* [Records for the task]
☆ ☆ ☆ ☆

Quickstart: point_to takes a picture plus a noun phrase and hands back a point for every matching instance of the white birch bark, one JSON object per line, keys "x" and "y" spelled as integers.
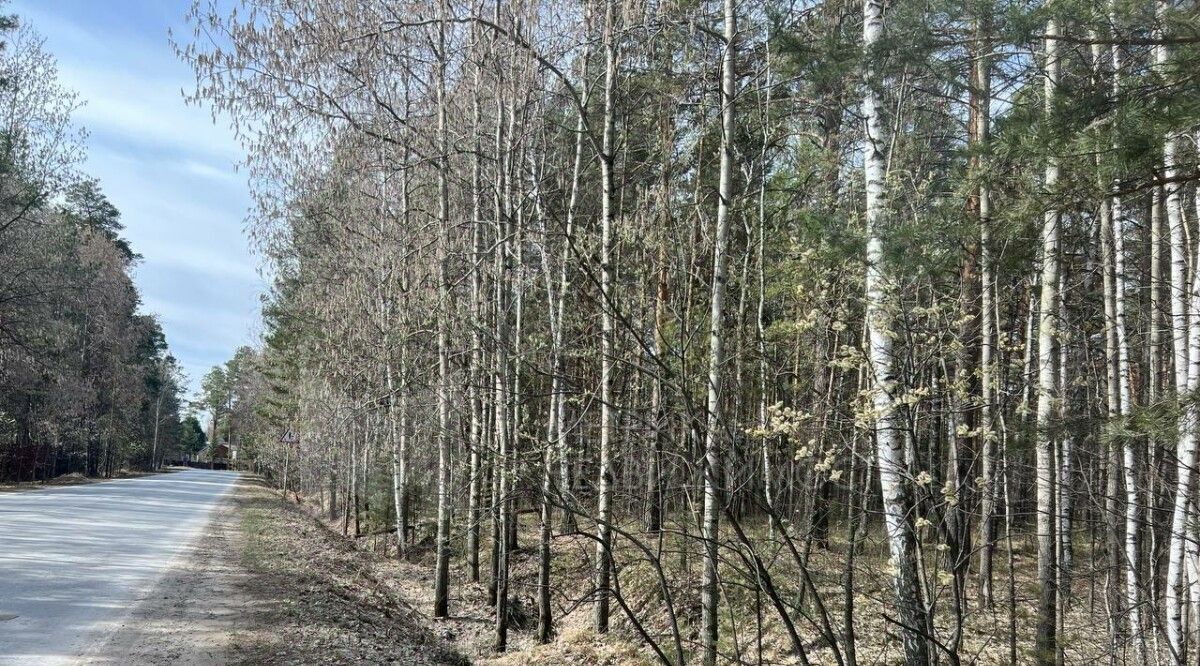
{"x": 889, "y": 445}
{"x": 709, "y": 589}
{"x": 607, "y": 324}
{"x": 1047, "y": 634}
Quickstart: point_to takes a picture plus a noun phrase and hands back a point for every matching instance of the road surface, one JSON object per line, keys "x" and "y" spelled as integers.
{"x": 76, "y": 561}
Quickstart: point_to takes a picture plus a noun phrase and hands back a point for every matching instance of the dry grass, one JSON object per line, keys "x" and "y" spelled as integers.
{"x": 750, "y": 629}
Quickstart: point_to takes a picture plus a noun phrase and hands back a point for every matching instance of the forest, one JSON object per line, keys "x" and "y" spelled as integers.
{"x": 87, "y": 383}
{"x": 753, "y": 331}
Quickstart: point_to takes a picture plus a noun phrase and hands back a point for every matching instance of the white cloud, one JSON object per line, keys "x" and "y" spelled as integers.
{"x": 166, "y": 166}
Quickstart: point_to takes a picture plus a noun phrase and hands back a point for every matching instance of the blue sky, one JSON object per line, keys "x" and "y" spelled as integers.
{"x": 169, "y": 169}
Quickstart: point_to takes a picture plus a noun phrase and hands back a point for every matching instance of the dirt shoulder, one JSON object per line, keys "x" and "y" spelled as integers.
{"x": 76, "y": 479}
{"x": 268, "y": 585}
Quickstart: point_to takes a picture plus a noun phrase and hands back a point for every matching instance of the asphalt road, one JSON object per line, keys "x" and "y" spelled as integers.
{"x": 75, "y": 561}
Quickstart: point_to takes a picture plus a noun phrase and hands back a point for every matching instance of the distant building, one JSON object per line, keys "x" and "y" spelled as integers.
{"x": 217, "y": 456}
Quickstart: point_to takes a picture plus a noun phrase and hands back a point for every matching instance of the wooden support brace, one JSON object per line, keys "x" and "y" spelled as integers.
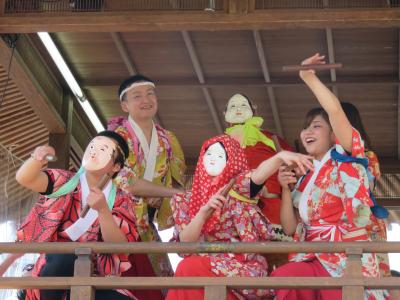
{"x": 353, "y": 270}
{"x": 83, "y": 268}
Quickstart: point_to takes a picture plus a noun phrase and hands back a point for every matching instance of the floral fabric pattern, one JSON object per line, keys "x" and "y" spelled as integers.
{"x": 339, "y": 210}
{"x": 49, "y": 218}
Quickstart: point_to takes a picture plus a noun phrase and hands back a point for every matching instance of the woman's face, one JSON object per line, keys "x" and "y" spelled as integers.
{"x": 140, "y": 102}
{"x": 317, "y": 138}
{"x": 99, "y": 154}
{"x": 214, "y": 161}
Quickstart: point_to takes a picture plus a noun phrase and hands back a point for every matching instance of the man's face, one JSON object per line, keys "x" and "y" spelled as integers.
{"x": 99, "y": 153}
{"x": 238, "y": 110}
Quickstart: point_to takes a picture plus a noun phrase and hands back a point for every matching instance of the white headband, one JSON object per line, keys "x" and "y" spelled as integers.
{"x": 136, "y": 84}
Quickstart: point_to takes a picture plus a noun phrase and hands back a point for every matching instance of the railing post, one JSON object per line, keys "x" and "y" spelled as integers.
{"x": 353, "y": 270}
{"x": 215, "y": 293}
{"x": 83, "y": 268}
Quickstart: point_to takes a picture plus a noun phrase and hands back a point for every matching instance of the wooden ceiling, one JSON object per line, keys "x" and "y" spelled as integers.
{"x": 200, "y": 58}
{"x": 221, "y": 63}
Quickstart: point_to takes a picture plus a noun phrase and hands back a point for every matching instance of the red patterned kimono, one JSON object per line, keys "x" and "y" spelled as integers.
{"x": 49, "y": 218}
{"x": 334, "y": 208}
{"x": 240, "y": 220}
{"x": 256, "y": 154}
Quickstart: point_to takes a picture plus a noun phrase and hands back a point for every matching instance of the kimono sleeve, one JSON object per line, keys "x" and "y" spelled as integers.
{"x": 44, "y": 219}
{"x": 177, "y": 163}
{"x": 354, "y": 184}
{"x": 251, "y": 225}
{"x": 124, "y": 217}
{"x": 128, "y": 174}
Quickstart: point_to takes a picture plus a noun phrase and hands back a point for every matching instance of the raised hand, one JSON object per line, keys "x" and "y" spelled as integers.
{"x": 41, "y": 152}
{"x": 316, "y": 59}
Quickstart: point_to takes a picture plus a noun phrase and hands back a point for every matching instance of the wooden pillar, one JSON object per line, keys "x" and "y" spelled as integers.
{"x": 353, "y": 270}
{"x": 238, "y": 6}
{"x": 83, "y": 268}
{"x": 62, "y": 141}
{"x": 215, "y": 293}
{"x": 2, "y": 7}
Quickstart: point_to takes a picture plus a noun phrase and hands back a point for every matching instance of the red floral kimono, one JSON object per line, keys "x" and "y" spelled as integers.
{"x": 49, "y": 218}
{"x": 334, "y": 208}
{"x": 240, "y": 220}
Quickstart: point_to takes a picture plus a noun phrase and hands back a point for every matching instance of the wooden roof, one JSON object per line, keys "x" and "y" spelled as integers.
{"x": 221, "y": 63}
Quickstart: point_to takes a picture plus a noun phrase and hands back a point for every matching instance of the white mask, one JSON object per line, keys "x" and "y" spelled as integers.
{"x": 238, "y": 110}
{"x": 98, "y": 153}
{"x": 214, "y": 161}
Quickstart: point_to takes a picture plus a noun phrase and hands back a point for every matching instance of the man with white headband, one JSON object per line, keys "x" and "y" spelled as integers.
{"x": 155, "y": 162}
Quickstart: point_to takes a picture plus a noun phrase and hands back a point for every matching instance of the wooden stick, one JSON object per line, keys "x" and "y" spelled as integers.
{"x": 296, "y": 68}
{"x": 101, "y": 184}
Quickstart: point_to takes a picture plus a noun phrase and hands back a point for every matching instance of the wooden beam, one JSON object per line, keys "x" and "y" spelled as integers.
{"x": 238, "y": 6}
{"x": 2, "y": 7}
{"x": 267, "y": 78}
{"x": 25, "y": 81}
{"x": 200, "y": 20}
{"x": 130, "y": 65}
{"x": 62, "y": 141}
{"x": 398, "y": 99}
{"x": 200, "y": 76}
{"x": 251, "y": 82}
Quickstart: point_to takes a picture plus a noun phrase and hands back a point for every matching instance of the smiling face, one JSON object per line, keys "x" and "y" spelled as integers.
{"x": 238, "y": 110}
{"x": 140, "y": 102}
{"x": 99, "y": 154}
{"x": 214, "y": 161}
{"x": 318, "y": 137}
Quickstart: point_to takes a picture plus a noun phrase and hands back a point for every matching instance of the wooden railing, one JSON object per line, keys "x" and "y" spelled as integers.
{"x": 82, "y": 285}
{"x": 66, "y": 6}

☆ ☆ ☆ ☆

* [Task directions] Each entry above must be set down word for word; none of its pictures belong in the copy.

* [Solution]
Quickstart: point_to takes a picture plus a noun phrase and hands back a point for every matching instance of the white birch bark, one JSON object per line, keys "x" and "y" spelled as integers.
{"x": 889, "y": 445}
{"x": 709, "y": 589}
{"x": 607, "y": 324}
{"x": 1047, "y": 634}
Quickstart: point_to takes a picture plus a noun phrase and hands back a point for every matching instance of the road surface, one JSON object per line, keys "x" and "y" spelled as integers.
{"x": 76, "y": 561}
Quickstart: point_to takes a picture plus a noun phrase and hands back a point for every matching instance of the dry grass, one JSON object per line, keys "x" and "y" spelled as integers.
{"x": 750, "y": 629}
Quickstart: point_to takes a picture plus a noun phrase and hands back a point for every matching instance of the forest, one JSON object per line, keys "x" and "y" spelled as integers.
{"x": 87, "y": 383}
{"x": 753, "y": 331}
Quickstart: point_to takes a picture plus a noun phrase and hands back a point for every matching instance of the white cloud, one JSON object per line, keys "x" and "y" spelled as integers.
{"x": 166, "y": 166}
Quickstart: point_to takes a picture plus a noun phrase and hands back a point for every matching instance of the blue sky, one JSON object per line, keys "x" and "y" spelled as integers.
{"x": 169, "y": 169}
Quickstart: point_to takes a picture plus a noun phrase and hands back a point for every matching instance of the dirt shoulder, one JSON object per line, keys "x" and "y" spelled as integers.
{"x": 76, "y": 479}
{"x": 268, "y": 585}
Quickstart: point_to takes a picture plus a noun phrase and hands back a point for every matching instance of the asphalt road, one JSON object per line, keys "x" and "y" spelled as integers.
{"x": 75, "y": 561}
Quickstart: point_to takes a picture plus a noun phrase and hands back a point for every matching instance of the distant building, one JSON object per line, keys "x" and "y" spelled as integers.
{"x": 217, "y": 456}
Quickstart: point_to takes a picture plus a noun phrase and hands back a point for every matching instance of the wooden support brace, one JSON object per line, keys "x" and "y" spelled as integers.
{"x": 353, "y": 270}
{"x": 83, "y": 268}
Quickstart: point_to takes a picture plus a noun phrase and hands back a point for every matching instance of the floral fabric pattern, one JSON object per line, keys "x" and "y" spelled as integers.
{"x": 339, "y": 210}
{"x": 49, "y": 218}
Quickstart: point_to takes a picture plus a noun phrase and hands back a point for every matching instance of the woman's face, one JSON object per line, keys "x" and "y" spelled as integers.
{"x": 140, "y": 102}
{"x": 317, "y": 138}
{"x": 99, "y": 154}
{"x": 214, "y": 161}
Quickstart: point_to takes a picture plus a noun phrase and hands back a point for every matching instance of the man's face, one JSON object per line, keys "x" and "y" spelled as integers.
{"x": 99, "y": 153}
{"x": 238, "y": 110}
Quickstart: point_to takes a picture plus a noun phrase and hands back a point for every matching instance of the white headband, one JSON object per line, keys "x" and "y" spelled as integers.
{"x": 136, "y": 84}
Quickstart: point_to takes a picture plus a noun phrase and hands back a point for every matching instance of the railing post, one JSON object per line, keys "x" and "y" spelled as integers.
{"x": 353, "y": 270}
{"x": 215, "y": 293}
{"x": 83, "y": 268}
Quickstart: point_to takes a picture plus a noun phrase and hands back a point for every matching instance of the wooden ceiling, one JSON object per line, keys "x" and "y" spelled as integers.
{"x": 200, "y": 58}
{"x": 221, "y": 63}
Quickstart: point_to takes a picture plus a noun phrase and hands back a point for every matching instance of the red patterned kimono, one JSON object per line, keys "x" and "y" spelled as integers.
{"x": 49, "y": 218}
{"x": 334, "y": 208}
{"x": 240, "y": 220}
{"x": 256, "y": 154}
Quickstart: point_to takes a picture plus a noun phrase and hands back a point for every matching instance of the kimono sleeve, one JSON object per line, keys "x" and "y" spelled as integers.
{"x": 44, "y": 219}
{"x": 177, "y": 163}
{"x": 354, "y": 184}
{"x": 251, "y": 225}
{"x": 124, "y": 217}
{"x": 128, "y": 174}
Quickstart: point_to takes a picture plus a noun phrase and hands back a point for every matching instance of the raised hand, one JSON object per line, keys "x" and "y" spelled as integers.
{"x": 41, "y": 152}
{"x": 316, "y": 59}
Quickstart: point_to takes a picture plus a noun phrase and hands back a point for every matching instance of the wooden pillar, one JSON object per line, keys "x" and "y" spelled as integers.
{"x": 353, "y": 270}
{"x": 238, "y": 6}
{"x": 83, "y": 268}
{"x": 62, "y": 141}
{"x": 215, "y": 293}
{"x": 2, "y": 7}
Quickstart: point_to takes a picture plus a noun phrase and hands back a point for every matching instance of the red floral kimono, one JSON object per line, keys "x" and "y" spelled as integers.
{"x": 49, "y": 218}
{"x": 334, "y": 208}
{"x": 240, "y": 220}
Quickstart: point_to takes a picture plus a noun phrase and hands back a point for every matching instance of the wooden roof, one JSON object per line, keys "x" and "y" spelled as integers.
{"x": 221, "y": 63}
Quickstart: point_to takes a picture plus a noun phrase and hands back a point for every matching instance of the white mask, one JSON object per line, keys "x" and "y" spelled as integers.
{"x": 238, "y": 110}
{"x": 98, "y": 153}
{"x": 214, "y": 161}
Quickstart: point_to takes a picture plus a noun phrase and hands back a point for every matching instance of the man with white headband, one JSON object per line, keys "x" and "y" spelled as integers.
{"x": 155, "y": 162}
Quickstart: point_to takes a picture plus a noun phrase and hands back a point for every matching instance of the wooden stick, one JSON object per line, keys "x" and "y" spelled as integers.
{"x": 296, "y": 68}
{"x": 101, "y": 184}
Quickstart: point_to takes a picture plus a noun phrase and hands back a point for every matching instance of the wooden beam, one JSON object per line, keys "x" and "y" spelled as integers.
{"x": 238, "y": 6}
{"x": 2, "y": 7}
{"x": 267, "y": 78}
{"x": 25, "y": 81}
{"x": 200, "y": 20}
{"x": 130, "y": 65}
{"x": 62, "y": 141}
{"x": 398, "y": 99}
{"x": 200, "y": 76}
{"x": 251, "y": 82}
Quickstart: point_to takes a picture plus a noun phrase and hands back a point for every matching instance of the smiling face, one JSON object per line, keys "x" and "y" spelled as integers.
{"x": 238, "y": 110}
{"x": 140, "y": 102}
{"x": 99, "y": 154}
{"x": 214, "y": 161}
{"x": 318, "y": 137}
Quickstart: point_to takes a picture plus a noun phrase and hands back a point for every matching instance of the wooden railing, one JSON object per line, keys "x" and "y" spelled as integers.
{"x": 82, "y": 285}
{"x": 66, "y": 6}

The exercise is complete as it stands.